Short task 1
Please copy the passage from the Clark Library post on Montana vigilantism that opens with the words containing "Montana vigilantism was" and closes with "the local saloon.".
Short task 2
According to the Clark Library post on Montana vigilantism, in what year did tensions run high between the rugged sojourners and the proud locals?

Extracted text
Vigilante Days at the Clark Library

Published: November 19, 2012

From Reading Room Assistant Nicoletta Beyer.

Montana vigilantism was born unto a landscape of frontier mining towns in a territory yet to be incorporated as a state of the union. In the 1860’s while the rest of the nation was busy with a civil war, gold was discovered in the mountains of Montana. Towns like Butte, Helena, Virginia City, and Bannack saw the influx of newcomers arriving to scrape minerals from the land, many down-and-out vagabonds with nothing to lose. The roads that led to and fro mining camps for transportation of gold were often the scenes of bloody looting by a growing number of road agents. Law officials were few and far between, and in the year of 1863 tensions ran high between the rugged sojourners and the proud locals. These towns felt the coexistence of extreme survivalism and opportunism, paired with few places for a vagabond to spend newly acquired mountain riches other than the local saloon.

Data shown
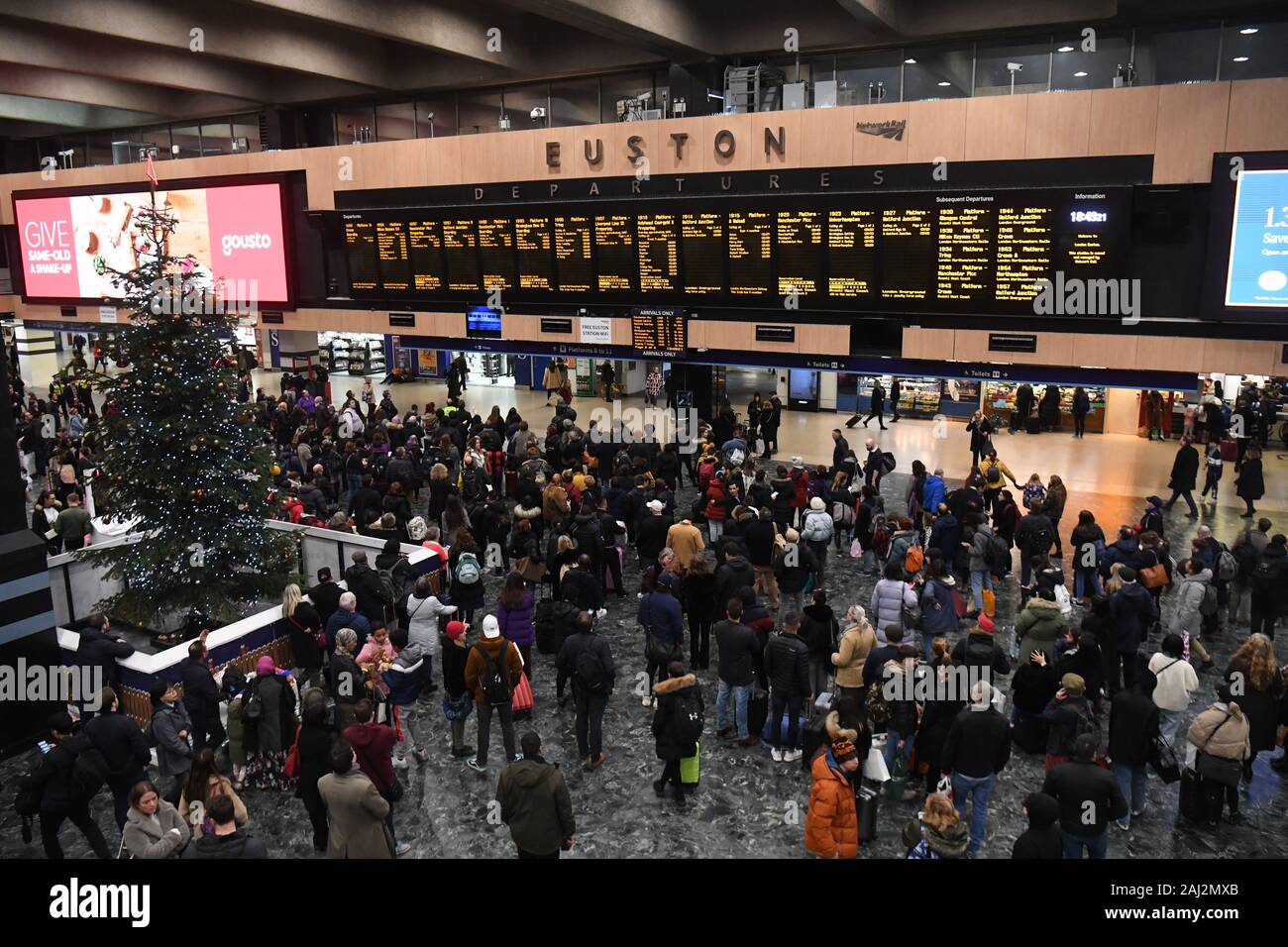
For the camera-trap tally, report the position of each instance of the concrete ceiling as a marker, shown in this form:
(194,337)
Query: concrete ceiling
(81,64)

Correct answer 1
Montana vigilantism was born unto a landscape of frontier mining towns in a territory yet to be incorporated as a state of the union. In the 1860’s while the rest of the nation was busy with a civil war, gold was discovered in the mountains of Montana. Towns like Butte, Helena, Virginia City, and Bannack saw the influx of newcomers arriving to scrape minerals from the land, many down-and-out vagabonds with nothing to lose. The roads that led to and fro mining camps for transportation of gold were often the scenes of bloody looting by a growing number of road agents. Law officials were few and far between, and in the year of 1863 tensions ran high between the rugged sojourners and the proud locals. These towns felt the coexistence of extreme survivalism and opportunism, paired with few places for a vagabond to spend newly acquired mountain riches other than the local saloon.

Correct answer 2
1863